Annotation dataset entries:

begin

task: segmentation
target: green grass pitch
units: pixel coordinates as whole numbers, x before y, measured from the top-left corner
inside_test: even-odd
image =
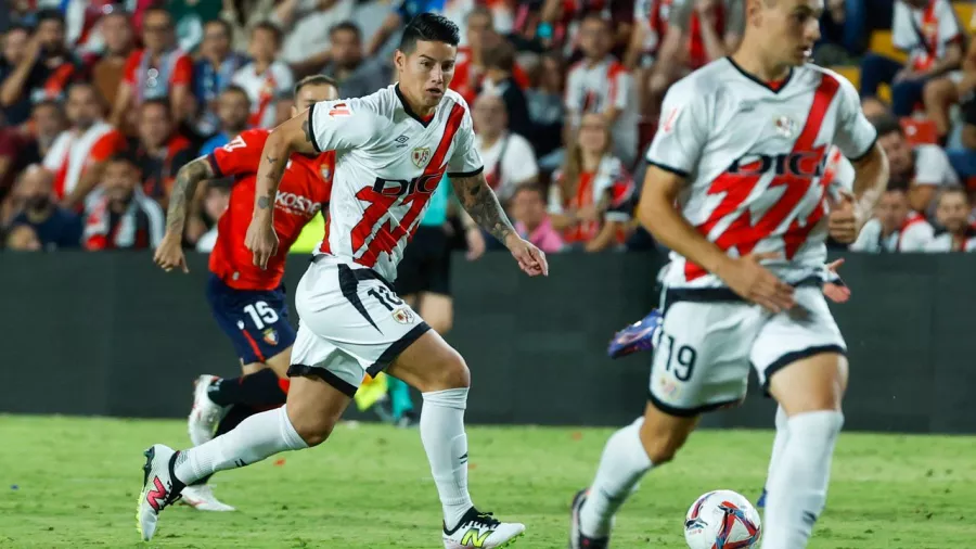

end

| WHAT THE TASK REQUIRES |
Quote every line of the entries above word for word, leaving out the pictures.

| FULL RESPONSE |
task: segmentation
target: green grass pitch
units: pixel coordinates as whole numbers, x before y, measured from the top-left corner
inside_test: even-odd
image =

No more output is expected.